FRAGMENTO SELECCIONADO
___

PATRICIO MUÑOZ, TODO POR EL ARTE
Publicado en
julio 14, 2013
S/T (Serie Los Andes), acrílico sobre tela. 92 x 92.
Texto:Jorge Dávila Vásquez / Fotos: Kira Tolkmitt.
Si tuviera siete vidas, siete vidas serían para ti.
No soy muy bueno para la música popular, así que no sé a qué canción corresponda la frase del subtítulo; pero sí se que bien pudiéramos aplicarla a la experiencia de Patricio Muñoz Vega, en relación con el arte, y más extensamente con la cultura.
Lo conocí, hace más de un cuarto de siglo, en plena ebullición de los grupos iconoclastas: Nadaístas en Colombia, Tzántzicos en Quito, Syrma en Cuenca...
Todas estas agrupaciones querían ir contra lo establecido en el terreno cultural, arrasar con viejos valores y pontífices; tomarse los espacios donde se podía desarrollar una acción creativa. En la medida de lo posible, lo hicieron.
Para entonces, aunque Muñoz sólo tenía veinticinco años, ya contaba con una buena suma de vivencias culturales: había escrito poesía en el colegio; organizó algunas interesantes acciones con sus compañeros de grupo, Rubén Astudillo, Rubén Villavicencio, Alfredo Vivar, Leticia Torres, Victoria Carrasco y otros, como exposiciones, recitales, teatro leído, publicación de una revista; se graduaría pronto de arquitecto; tenía estrechos vínculos con el Instituto Azuayo de Folklore -iniciado bajo las luces de Paulo de Carvalho, Olga Fisch, Leonardo Tejada y Oswaldo Viteri e impulsado por el esfuerzo de Manuel Agustín Landívar, Carlos Ramírez, Eulalia Vintimilla y Gloria Pesántez, especialmente, quienes, en expresión de Muñoz, le dieron "cabida y espacio para una serie de investigaciones sumamente interesantes"- y preparaba su primera ex posición.

___

Datos de etiquetado por coordenadas
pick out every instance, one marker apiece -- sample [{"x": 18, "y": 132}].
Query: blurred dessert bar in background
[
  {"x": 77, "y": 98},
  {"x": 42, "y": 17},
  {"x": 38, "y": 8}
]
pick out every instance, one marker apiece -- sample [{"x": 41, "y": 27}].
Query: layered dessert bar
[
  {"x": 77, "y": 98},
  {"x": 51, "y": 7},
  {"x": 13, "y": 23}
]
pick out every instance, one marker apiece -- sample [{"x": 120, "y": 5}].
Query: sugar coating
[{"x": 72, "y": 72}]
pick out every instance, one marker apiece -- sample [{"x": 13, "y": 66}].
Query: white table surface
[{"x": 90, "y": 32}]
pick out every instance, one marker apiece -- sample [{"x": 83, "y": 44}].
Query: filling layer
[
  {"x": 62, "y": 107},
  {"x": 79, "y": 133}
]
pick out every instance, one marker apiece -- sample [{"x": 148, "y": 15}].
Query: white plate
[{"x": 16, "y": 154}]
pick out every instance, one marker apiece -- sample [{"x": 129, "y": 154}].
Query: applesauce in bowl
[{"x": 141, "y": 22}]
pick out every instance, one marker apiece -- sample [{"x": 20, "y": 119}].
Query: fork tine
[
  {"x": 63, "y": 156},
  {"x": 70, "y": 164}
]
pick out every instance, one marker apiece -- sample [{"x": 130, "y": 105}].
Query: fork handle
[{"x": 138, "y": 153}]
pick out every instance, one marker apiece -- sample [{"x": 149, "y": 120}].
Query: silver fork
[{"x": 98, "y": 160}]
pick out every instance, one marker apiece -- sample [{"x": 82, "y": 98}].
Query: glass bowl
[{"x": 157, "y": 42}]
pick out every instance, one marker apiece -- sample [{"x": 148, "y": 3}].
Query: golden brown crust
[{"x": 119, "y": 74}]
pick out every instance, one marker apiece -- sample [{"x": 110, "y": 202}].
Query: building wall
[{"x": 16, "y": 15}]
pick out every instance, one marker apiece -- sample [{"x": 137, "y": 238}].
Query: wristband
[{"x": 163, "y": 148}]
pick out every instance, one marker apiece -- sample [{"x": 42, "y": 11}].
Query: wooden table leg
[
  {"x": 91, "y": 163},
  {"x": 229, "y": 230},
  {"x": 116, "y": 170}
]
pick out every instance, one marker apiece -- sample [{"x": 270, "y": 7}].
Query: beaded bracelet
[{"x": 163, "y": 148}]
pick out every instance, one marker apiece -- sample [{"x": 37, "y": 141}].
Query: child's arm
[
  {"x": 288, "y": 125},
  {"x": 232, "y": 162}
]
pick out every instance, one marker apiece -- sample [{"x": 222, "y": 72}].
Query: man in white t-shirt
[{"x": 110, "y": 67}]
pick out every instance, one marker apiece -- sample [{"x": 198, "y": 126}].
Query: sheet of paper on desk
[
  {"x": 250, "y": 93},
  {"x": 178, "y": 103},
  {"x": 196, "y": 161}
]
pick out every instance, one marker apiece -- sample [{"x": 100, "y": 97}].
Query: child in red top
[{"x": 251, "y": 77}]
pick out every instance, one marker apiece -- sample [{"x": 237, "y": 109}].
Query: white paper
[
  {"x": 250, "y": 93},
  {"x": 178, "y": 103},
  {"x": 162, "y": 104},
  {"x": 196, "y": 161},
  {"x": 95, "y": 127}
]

___

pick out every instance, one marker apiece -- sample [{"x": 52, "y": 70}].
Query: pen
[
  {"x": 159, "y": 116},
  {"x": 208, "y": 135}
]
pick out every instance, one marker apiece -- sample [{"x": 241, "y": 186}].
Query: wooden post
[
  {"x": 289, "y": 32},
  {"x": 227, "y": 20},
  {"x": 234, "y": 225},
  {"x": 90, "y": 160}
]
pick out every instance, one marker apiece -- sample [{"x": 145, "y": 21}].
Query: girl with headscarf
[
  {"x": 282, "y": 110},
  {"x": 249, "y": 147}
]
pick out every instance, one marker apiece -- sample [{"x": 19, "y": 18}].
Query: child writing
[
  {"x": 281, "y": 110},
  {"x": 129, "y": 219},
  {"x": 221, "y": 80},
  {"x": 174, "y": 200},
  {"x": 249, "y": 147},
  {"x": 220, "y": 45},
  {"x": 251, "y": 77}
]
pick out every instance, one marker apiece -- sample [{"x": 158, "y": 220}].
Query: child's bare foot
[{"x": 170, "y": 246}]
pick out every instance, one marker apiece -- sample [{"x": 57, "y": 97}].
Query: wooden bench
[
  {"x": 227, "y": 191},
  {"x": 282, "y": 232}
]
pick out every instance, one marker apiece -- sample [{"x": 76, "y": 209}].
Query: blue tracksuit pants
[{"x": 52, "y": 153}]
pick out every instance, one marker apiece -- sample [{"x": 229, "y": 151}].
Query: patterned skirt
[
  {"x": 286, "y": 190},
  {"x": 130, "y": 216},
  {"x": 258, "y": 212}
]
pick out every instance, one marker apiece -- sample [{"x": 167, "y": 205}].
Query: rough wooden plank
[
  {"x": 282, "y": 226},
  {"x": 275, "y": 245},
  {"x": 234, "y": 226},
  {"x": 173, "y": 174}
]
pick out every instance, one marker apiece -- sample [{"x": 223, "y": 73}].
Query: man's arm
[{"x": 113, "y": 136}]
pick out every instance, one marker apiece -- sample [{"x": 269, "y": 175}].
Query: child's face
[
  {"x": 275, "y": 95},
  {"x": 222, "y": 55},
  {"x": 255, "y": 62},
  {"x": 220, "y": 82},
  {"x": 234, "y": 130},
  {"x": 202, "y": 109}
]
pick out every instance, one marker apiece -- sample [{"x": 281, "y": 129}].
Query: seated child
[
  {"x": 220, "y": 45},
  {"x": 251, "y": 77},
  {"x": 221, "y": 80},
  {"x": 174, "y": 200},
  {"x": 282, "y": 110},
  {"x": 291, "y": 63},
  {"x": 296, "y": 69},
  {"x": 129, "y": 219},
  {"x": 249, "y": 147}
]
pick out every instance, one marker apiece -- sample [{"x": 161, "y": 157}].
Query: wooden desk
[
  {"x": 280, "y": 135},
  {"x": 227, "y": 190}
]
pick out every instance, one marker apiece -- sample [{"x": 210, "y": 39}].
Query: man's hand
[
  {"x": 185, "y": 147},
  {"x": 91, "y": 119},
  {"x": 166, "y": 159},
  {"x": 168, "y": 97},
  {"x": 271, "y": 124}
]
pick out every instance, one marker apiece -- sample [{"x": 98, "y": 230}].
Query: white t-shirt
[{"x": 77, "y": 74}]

___

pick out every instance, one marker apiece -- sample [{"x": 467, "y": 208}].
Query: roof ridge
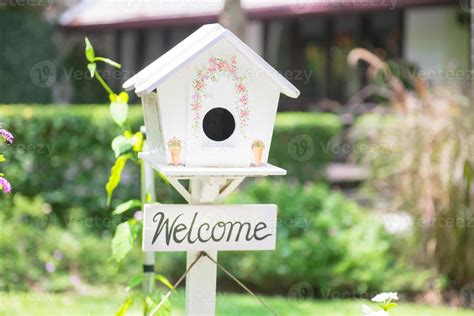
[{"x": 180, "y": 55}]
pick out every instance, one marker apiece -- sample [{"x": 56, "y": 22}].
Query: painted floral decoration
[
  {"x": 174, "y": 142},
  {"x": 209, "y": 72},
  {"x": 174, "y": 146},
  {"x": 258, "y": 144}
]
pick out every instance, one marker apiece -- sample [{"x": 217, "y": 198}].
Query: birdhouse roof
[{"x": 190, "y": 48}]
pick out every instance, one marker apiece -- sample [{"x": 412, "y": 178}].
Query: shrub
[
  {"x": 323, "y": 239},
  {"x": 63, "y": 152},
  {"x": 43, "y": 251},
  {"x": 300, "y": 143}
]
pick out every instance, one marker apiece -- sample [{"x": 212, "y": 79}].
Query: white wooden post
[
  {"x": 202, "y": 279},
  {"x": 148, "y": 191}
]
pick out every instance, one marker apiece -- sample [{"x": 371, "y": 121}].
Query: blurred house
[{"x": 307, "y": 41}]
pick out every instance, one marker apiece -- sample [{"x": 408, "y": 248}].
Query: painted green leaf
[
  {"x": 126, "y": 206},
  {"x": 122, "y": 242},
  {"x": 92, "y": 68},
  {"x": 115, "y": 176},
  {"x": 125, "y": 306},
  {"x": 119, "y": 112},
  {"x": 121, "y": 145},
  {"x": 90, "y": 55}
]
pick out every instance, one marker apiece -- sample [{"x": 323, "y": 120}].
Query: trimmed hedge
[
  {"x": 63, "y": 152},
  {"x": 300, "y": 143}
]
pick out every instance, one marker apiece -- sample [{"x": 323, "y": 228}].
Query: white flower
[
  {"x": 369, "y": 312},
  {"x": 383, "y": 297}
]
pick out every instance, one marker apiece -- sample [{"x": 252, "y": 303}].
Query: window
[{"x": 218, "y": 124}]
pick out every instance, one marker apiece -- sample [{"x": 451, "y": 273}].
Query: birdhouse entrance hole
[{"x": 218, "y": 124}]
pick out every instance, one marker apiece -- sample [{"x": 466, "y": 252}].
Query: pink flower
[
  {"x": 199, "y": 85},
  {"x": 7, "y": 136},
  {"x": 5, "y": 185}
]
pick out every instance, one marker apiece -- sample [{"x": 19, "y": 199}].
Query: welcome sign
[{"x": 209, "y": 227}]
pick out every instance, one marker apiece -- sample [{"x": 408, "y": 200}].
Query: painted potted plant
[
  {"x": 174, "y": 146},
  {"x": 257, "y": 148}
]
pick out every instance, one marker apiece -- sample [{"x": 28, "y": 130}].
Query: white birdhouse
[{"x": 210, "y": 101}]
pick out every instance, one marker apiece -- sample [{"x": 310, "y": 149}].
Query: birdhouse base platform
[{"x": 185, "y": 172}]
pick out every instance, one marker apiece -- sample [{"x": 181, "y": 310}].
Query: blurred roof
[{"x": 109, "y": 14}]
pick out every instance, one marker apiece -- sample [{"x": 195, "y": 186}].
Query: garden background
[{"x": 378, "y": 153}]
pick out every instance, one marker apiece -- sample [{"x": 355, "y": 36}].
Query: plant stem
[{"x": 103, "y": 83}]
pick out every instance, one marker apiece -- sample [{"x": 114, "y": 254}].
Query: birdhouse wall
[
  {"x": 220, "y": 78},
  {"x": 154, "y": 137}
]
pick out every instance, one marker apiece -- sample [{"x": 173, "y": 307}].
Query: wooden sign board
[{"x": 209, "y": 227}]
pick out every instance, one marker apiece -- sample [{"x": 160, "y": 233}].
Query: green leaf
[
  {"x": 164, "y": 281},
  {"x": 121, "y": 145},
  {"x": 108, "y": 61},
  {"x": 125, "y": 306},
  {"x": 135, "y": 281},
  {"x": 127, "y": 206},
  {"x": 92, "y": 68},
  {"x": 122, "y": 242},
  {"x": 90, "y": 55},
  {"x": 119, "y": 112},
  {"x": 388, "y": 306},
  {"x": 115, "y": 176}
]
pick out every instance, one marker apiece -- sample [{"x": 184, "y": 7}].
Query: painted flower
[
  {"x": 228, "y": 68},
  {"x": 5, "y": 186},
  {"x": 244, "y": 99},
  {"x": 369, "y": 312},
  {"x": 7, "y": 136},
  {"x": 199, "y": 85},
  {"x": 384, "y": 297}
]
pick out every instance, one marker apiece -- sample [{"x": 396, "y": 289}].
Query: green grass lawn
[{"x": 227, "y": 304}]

___

EJERCICIOS PROPUESTOS
A) Reproduce fielmente un pasaje del texto sobre Patricio Muñoz: empieza en las palabras "Si tuviera siete" y detente después de "con la cultura.".
B) Indica si cada afirmación concuerda con el texto sobre Patricio Muñoz, respondiendo sí o no y citando las palabras del texto que lo deciden: (i) Muñoz tenía veinticinco años en la época en que el autor lo conoció; (ii) el autor sabe a qué canción pertenece la frase del subtítulo; (iii) el grupo Syrma surgió en Quito.

SOLUCIONES
A)
Si tuviera siete vidas, siete vidas serían para ti.
No soy muy bueno para la música popular, así que no sé a qué canción corresponda la frase del subtítulo; pero sí se que bien pudiéramos aplicarla a la experiencia de Patricio Muñoz Vega, en relación con el arte, y más extensamente con la cultura.

B)
(i) Sí: "Para entonces, aunque Muñoz sólo tenía veinticinco años".
(ii) No: "no sé a qué canción corresponda la frase del subtítulo".
(iii) No: "Tzántzicos en Quito, Syrma en Cuenca".